- Opening Delimiter -

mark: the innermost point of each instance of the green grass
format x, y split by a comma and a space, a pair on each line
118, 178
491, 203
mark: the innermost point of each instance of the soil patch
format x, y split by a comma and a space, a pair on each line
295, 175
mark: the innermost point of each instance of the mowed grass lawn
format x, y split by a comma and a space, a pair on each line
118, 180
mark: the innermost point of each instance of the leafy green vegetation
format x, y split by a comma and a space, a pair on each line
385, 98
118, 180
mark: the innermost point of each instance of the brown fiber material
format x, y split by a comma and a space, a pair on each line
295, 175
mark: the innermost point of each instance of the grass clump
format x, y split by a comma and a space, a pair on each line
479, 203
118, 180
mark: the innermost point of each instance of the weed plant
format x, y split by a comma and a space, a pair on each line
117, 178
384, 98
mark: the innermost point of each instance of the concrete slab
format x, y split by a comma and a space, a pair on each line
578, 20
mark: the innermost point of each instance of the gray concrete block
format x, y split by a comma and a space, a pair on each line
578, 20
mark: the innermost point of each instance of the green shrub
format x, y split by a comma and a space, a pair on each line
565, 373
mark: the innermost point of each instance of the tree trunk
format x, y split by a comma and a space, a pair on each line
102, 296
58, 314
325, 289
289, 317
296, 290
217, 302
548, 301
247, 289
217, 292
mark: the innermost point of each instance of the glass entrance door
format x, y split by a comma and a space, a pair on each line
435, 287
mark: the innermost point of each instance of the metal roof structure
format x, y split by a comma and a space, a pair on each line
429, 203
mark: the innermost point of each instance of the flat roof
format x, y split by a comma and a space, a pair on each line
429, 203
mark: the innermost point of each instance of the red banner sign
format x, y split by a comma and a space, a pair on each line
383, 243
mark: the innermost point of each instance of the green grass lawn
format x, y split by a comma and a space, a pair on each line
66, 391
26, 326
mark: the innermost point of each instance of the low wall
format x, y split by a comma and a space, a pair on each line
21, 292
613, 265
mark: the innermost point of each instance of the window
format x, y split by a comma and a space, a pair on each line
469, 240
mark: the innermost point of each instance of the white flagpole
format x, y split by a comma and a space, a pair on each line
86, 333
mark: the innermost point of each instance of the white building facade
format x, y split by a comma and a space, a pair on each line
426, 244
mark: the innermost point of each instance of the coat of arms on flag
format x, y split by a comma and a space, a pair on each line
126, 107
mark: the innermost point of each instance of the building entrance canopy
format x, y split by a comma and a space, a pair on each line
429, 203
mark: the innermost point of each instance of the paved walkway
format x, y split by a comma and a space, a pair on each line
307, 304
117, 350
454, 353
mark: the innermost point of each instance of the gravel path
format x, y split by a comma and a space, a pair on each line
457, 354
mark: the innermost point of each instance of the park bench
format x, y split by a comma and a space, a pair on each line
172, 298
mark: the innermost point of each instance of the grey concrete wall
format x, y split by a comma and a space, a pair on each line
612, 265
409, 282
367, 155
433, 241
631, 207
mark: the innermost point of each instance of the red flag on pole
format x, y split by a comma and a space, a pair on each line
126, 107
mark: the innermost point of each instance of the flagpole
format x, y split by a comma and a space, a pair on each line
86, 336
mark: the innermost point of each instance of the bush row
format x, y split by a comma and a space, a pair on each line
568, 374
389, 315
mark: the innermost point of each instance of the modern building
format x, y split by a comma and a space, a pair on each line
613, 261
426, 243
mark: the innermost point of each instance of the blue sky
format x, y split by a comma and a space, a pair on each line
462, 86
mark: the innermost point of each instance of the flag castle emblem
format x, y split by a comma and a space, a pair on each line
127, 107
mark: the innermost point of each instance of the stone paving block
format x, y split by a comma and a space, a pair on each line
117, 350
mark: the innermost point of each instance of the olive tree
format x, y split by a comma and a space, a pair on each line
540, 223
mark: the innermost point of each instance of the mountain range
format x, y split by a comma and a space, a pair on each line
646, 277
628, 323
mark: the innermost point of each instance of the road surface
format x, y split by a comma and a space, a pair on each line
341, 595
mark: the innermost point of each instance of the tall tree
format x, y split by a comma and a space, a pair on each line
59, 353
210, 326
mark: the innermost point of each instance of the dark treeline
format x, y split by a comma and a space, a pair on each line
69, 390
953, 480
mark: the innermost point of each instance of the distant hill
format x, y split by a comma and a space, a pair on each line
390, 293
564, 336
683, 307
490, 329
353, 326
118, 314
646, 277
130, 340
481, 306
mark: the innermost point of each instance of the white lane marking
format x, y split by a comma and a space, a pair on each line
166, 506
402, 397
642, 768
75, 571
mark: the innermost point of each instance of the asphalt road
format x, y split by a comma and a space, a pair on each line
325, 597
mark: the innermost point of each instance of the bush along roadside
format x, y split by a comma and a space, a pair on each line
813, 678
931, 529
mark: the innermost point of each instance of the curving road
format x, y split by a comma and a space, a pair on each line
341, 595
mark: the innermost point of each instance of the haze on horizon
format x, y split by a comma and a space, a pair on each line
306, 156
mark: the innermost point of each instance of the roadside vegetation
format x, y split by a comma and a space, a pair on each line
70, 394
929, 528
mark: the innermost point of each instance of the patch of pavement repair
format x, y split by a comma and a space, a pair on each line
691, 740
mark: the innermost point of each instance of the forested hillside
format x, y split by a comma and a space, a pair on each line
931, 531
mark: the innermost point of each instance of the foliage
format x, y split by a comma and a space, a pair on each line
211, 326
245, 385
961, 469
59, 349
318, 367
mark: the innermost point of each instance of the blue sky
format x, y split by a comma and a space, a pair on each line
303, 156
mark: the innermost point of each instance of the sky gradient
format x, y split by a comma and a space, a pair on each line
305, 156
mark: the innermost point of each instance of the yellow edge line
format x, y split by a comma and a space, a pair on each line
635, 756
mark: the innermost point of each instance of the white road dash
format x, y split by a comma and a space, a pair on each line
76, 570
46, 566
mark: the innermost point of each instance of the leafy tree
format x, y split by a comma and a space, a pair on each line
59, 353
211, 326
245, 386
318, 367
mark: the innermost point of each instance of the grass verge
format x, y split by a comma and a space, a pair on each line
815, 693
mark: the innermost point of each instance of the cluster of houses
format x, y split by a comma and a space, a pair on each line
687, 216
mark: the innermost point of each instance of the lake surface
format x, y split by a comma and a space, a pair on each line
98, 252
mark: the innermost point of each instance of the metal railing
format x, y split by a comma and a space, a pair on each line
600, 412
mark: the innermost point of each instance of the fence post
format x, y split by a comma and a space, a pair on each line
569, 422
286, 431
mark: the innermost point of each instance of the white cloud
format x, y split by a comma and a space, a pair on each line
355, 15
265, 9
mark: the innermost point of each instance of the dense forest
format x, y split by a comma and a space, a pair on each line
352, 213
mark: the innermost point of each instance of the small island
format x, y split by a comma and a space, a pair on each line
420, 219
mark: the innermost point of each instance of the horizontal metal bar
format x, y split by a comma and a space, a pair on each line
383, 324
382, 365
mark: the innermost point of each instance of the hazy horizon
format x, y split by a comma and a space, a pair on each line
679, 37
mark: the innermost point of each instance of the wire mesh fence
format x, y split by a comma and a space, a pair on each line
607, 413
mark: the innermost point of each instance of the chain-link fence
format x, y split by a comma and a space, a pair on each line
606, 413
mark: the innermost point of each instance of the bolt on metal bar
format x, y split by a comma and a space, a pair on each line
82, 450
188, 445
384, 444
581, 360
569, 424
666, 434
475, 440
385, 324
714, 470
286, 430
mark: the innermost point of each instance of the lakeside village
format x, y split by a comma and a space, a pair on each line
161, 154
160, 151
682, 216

- Closing Delimiter -

All of the data is to be written out again, word for word.

Result for this exercise:
mark: the innermost point of each instance of the green grass
format x, y split by a comma and a space, a pair on each line
118, 178
491, 203
mark: the innermost point of each instance of the soil patch
format x, y split by a comma and a space, a pair on each line
295, 175
mark: the innermost point of each instance of the mowed grass lawn
format x, y split by a comma and a space, a pair on each line
118, 180
mark: the innermost point of each instance of the leafy green vegetation
format x, y split by a comma and a space, a pair on each line
385, 98
118, 180
mark: the innermost point of each instance of the brown fiber material
format x, y split by a comma and a space, a pair on each line
295, 175
mark: the innermost point of each instance of the grass clump
format x, y split by a comma and a space, a pair on each line
479, 203
118, 180
mark: the innermost point of each instance of the weed plant
format x, y split by a comma and a space, a pair on each line
117, 178
384, 98
mark: the innermost point of each instance of the concrete slab
format x, y split by a comma and a space, a pair on each line
578, 20
mark: the innermost point of each instance of the gray concrete block
format x, y split by a comma and a space, a pair on each line
578, 20
mark: the innermost point of each instance of the green shrub
format x, y split by a comma and a space, a pair on each line
565, 373
mark: the innermost point of each instance of the tree trunk
format x, y split by a comma and a space, a pair on each line
102, 296
58, 314
325, 289
289, 317
296, 290
217, 302
548, 301
247, 289
217, 292
mark: the innermost point of each instance of the glass entrance door
format x, y split by a comma and a space, a pair on each line
435, 287
mark: the innermost point of each instance of the metal roof structure
format x, y split by a comma and a space, a pair on each line
429, 203
mark: the innermost point of each instance of the flat roof
format x, y split by a comma and a space, a pair on each line
429, 203
mark: the innermost point of each instance of the red banner sign
format x, y split by a comma and a space, a pair on each line
383, 243
mark: the innermost point of each instance of the green grass lawn
format x, y split by a comma and a space, a pair on each line
66, 391
26, 326
mark: the innermost point of each instance of the low wall
format x, y split by a comma and a space, a pair on each line
21, 292
613, 265
mark: the innermost point of each instance of the window
format x, y split by a comma and a space, a pair on each line
469, 240
mark: the innermost point of each instance of the white flagpole
format x, y split by a comma and a space, a pair on each line
86, 333
mark: the innermost point of each instance of the white building facade
format x, y split by a comma and a space, a pair on each line
426, 244
mark: the innermost point of each instance of the coat of arms on flag
format x, y split by a comma and a space, a pair on each line
126, 107
mark: the innermost point of each instance of the building entrance canopy
format x, y split by a comma and a space, a pair on each line
429, 203
mark: the innermost point of each instance of the paved walkway
format x, y split by a comma and a space, a pair on each line
307, 304
117, 350
454, 353
mark: the innermost point of each instance of the gravel path
format x, y split by a comma and a space, a pair on each line
457, 354
mark: the innermost point of each instance of the park bench
format x, y split by a comma and a space, a pair on each line
172, 298
mark: the innermost point of each instance of the grey concrete wall
format x, y split by a comma and a space, a pair on each line
612, 265
409, 282
367, 155
433, 241
631, 207
mark: the innermost point of each instance of the red flag on pole
format x, y split by a comma and a space, a pair on each line
126, 107
mark: the innermost point of each instance of the flagpole
format x, y split by a comma and a space, a pair on each line
86, 336
mark: the innermost point of each instance of the bush row
format x, y split by a comma and a space, a pair on each line
568, 374
389, 315
mark: the innermost point of each instance of the modern building
format x, y split by a comma and a space, a pair on each line
613, 261
426, 243
mark: the innermost point of each instance of the blue sky
format x, y split by a comma and a space, a pair on each line
462, 86
mark: the innermost point of each instance of the flag castle emblem
format x, y split by a comma and a space, a pair on each line
127, 107
mark: the innermost point of each instance of the stone paving block
format x, y split by a comma and a space, a pair on each line
117, 350
mark: the innermost point of each instance of the olive tree
format x, y split by a comma and a space, a pair on each line
540, 223
mark: the innermost point of each instance of the mountain range
format x, y split by a comma and a space, a pair on each line
646, 277
628, 323
mark: the innermost point of each instance of the road surface
format x, y split by a comma and a space, a pair on each line
341, 595
mark: the innermost point of each instance of the tall tree
format x, y split by a comma and a space, a pair on each line
59, 353
210, 326
mark: the innermost point of each instance of the dark treeline
format x, y split by a comma and a space, a pair on each line
69, 390
953, 480
mark: the innermost point of each instance of the distant hill
format x, y split by a comma and a space, a pair on each line
390, 293
564, 336
683, 307
490, 329
353, 326
118, 314
646, 277
130, 340
481, 306
mark: the innermost point of each instance of the white lane marking
format x, y split by a comma and a space, a pair on each line
166, 506
402, 397
642, 768
75, 571
mark: the innermost point of each instance of the asphalt road
format x, y split by a comma and a space, a pair on each line
325, 597
mark: the innermost point of each instance of the bush along roadside
format x, y split by a comma and a space, a pair on each line
813, 678
931, 529
mark: the innermost point of each instance of the curving road
format x, y split by a comma and a space, a pair on each line
341, 595
mark: the innermost point of each instance of the haze on horizon
format x, y split by a comma and a space, a pair on each line
306, 156
mark: the innermost point of each instance of the roadside vegetation
format x, y split by a comma and a space, a pair on each line
70, 394
929, 528
mark: the innermost point of each instance of the patch of pavement repair
format x, y split by a comma and a space, a pair on each line
691, 740
mark: the innermost point of each instance of the forested hillside
format x, y split by a comma and a space, a pair on each line
931, 531
mark: the innermost point of each instance of the foliage
format x, y split by a comma and a space, a pair on each line
211, 326
245, 385
961, 469
59, 349
318, 367
mark: the innermost point of each instance of the blue sky
format x, y split by a comma and a space, a pair on each line
303, 156
mark: the innermost point of each instance of the sky gradient
format x, y split by a comma and a space, a pair on each line
305, 156
mark: the innermost point of each instance of the yellow edge line
format x, y split by a comma and a space, a pair on each line
635, 756
mark: the innermost point of each instance of the white road dash
format x, y split by a comma and a space, a pair on each line
76, 570
46, 566
mark: the innermost point of each instance of the leafy tree
format x, y split by a comma and a space, a pair on each line
59, 353
211, 326
245, 386
318, 367
mark: the innermost point of each instance of the grass verge
format x, y split by a comma and a space, a pair on each line
815, 693
mark: the innermost point of each instance of the cluster of houses
format x, y split by a comma and a space, a pair on each line
687, 216
mark: the innermost point of each instance of the lake surface
format x, y split by a comma and a space, a pair on each line
98, 252
mark: the innermost point of each instance of the metal railing
format x, y split by a comma and a space, a pair on each line
600, 412
mark: the innermost point of each instance of the fence post
format x, y split by a comma and a space, a pair on each line
569, 422
286, 431
mark: the innermost point of each instance of the white cloud
format x, y split by a comma and a space, a pair on each line
355, 15
265, 9
mark: the innermost point of each instance of the dense forest
format x, y split by a comma and a space, a pair on each line
352, 213
mark: the innermost point of each instance of the small island
format x, y split by a comma and a space, a pair on each line
420, 219
mark: the innermost point of each instance of the horizontal metal bar
format x, y split by a comma and a space, a pair on each line
383, 324
382, 365
mark: the innermost point of each instance of the hazy horizon
format x, y split by a comma and a space, a pair on each line
679, 37
mark: the innermost point of each instance of the wire mesh fence
format x, y split by a comma and a space, a pair on each line
607, 413
mark: the innermost point of each instance of the chain-link fence
format x, y split by a comma and a space, a pair on each line
606, 413
mark: the innermost point of each instance of the bolt on metal bar
format x, y split by a comma and a space, a pair on each line
82, 450
188, 445
384, 444
581, 360
569, 424
666, 434
475, 440
385, 324
714, 470
286, 430
mark: the innermost point of each instance of the lakeside village
format x, y split by a comma and a space, a pair on each line
161, 154
160, 151
682, 216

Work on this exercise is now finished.